* **課題**:
以下の記録のうち、文字列"church"を含む行の数を数え、その数だけを答えよ。大文字と小文字は区別する。
>>>>
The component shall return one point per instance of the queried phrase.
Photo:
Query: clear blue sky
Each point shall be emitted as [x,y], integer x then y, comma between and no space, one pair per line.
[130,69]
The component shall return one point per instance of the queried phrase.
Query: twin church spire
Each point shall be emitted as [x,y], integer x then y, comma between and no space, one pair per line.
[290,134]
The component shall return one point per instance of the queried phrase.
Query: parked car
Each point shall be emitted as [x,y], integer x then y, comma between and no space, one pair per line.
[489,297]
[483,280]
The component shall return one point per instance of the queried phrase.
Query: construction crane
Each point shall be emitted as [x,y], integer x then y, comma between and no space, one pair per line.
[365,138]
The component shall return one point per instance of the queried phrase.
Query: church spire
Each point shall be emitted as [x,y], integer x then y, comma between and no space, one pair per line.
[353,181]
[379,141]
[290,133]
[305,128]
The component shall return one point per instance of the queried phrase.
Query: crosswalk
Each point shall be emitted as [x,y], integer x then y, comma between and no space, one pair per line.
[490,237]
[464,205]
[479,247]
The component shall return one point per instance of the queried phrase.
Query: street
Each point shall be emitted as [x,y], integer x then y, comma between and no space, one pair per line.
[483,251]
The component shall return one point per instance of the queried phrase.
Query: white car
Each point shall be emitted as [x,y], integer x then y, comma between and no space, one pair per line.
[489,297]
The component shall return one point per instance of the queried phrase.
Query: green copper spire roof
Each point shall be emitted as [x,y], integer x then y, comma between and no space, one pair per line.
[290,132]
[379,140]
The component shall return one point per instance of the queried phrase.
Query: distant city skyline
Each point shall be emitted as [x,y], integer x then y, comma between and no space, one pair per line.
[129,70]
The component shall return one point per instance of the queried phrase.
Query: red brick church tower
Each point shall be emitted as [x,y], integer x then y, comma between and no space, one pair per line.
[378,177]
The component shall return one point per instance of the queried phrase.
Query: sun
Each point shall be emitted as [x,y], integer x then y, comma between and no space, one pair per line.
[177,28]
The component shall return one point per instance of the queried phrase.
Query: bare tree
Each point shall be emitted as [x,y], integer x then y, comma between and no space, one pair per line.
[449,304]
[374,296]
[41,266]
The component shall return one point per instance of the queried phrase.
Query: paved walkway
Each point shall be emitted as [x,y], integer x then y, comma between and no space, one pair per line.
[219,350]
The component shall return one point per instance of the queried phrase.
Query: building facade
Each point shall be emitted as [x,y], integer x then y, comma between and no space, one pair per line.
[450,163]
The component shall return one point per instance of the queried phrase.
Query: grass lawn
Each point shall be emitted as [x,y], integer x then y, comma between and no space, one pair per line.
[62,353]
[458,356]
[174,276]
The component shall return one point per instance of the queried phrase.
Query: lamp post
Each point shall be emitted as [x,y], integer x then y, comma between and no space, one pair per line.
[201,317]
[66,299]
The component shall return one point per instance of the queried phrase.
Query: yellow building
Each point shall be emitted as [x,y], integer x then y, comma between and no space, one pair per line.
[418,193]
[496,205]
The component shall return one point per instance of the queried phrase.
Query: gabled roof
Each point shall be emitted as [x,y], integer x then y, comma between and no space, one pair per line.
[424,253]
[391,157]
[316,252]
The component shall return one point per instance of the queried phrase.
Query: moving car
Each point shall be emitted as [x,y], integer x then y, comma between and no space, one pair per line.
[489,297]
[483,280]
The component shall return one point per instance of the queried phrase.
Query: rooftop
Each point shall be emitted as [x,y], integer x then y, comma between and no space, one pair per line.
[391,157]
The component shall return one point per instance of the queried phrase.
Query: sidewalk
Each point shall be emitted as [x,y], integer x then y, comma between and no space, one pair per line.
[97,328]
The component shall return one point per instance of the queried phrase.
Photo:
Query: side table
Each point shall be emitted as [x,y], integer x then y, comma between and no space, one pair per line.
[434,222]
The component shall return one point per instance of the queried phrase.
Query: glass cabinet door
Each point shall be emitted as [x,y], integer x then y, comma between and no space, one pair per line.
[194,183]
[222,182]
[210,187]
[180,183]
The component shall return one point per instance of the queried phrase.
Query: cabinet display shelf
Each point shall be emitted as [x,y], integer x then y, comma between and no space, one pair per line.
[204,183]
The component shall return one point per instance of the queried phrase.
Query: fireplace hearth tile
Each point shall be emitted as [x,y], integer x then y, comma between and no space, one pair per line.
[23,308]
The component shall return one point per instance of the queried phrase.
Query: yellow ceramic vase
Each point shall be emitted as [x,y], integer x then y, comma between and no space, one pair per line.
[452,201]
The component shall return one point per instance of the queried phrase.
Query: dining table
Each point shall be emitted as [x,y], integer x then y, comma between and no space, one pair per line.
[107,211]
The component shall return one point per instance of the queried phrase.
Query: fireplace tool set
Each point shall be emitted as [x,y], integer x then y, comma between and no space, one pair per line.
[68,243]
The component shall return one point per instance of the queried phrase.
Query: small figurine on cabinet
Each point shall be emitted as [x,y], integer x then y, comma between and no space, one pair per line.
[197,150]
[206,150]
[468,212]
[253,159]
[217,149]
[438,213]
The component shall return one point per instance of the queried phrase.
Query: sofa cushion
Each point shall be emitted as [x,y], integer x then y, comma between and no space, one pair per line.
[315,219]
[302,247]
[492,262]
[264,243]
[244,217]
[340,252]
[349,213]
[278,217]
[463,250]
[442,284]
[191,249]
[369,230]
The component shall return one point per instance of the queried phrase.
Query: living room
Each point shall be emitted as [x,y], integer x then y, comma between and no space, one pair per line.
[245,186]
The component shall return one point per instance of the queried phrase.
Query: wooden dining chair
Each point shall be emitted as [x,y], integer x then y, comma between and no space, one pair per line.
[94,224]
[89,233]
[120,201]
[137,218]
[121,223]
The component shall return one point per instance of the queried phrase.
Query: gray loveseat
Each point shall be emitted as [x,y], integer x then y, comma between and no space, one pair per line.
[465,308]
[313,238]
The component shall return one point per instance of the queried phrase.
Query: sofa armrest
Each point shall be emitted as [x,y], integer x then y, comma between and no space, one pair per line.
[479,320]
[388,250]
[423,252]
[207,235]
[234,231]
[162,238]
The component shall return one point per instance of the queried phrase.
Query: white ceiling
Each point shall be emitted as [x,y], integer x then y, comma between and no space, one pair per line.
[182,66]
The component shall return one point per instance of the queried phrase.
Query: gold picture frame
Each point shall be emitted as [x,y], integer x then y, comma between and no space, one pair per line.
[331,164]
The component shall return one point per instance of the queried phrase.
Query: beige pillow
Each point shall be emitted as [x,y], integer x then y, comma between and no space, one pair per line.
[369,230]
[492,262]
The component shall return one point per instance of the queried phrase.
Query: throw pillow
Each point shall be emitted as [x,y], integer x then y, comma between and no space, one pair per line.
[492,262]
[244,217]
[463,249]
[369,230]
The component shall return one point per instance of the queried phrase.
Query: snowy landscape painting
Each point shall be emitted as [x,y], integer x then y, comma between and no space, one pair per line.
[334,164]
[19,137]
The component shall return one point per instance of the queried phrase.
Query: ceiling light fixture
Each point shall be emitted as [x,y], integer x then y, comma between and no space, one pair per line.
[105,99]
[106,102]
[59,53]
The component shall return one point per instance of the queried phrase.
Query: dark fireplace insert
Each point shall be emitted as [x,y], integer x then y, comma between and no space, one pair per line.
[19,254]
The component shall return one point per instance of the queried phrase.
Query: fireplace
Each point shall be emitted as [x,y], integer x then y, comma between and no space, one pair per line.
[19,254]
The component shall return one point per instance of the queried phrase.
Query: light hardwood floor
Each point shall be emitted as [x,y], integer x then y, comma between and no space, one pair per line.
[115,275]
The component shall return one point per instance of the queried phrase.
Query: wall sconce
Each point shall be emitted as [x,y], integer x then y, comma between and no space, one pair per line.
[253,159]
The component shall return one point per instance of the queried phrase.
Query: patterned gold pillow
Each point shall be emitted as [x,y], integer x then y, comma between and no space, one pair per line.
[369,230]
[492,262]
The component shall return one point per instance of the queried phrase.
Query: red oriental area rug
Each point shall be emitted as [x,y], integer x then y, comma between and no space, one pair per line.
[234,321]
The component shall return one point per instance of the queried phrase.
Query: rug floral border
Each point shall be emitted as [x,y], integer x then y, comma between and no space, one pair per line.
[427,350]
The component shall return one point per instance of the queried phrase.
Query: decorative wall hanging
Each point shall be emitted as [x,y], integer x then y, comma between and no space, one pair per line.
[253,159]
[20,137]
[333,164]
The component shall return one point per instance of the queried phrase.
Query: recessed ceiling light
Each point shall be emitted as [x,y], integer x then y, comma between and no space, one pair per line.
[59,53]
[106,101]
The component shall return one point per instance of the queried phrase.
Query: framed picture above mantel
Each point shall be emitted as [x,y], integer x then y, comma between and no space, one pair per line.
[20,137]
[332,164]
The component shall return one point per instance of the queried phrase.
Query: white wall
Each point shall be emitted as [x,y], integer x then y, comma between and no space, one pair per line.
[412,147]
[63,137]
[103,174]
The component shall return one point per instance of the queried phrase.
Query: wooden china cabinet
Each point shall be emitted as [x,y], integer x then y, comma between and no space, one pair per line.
<<<<
* **解答例**:
3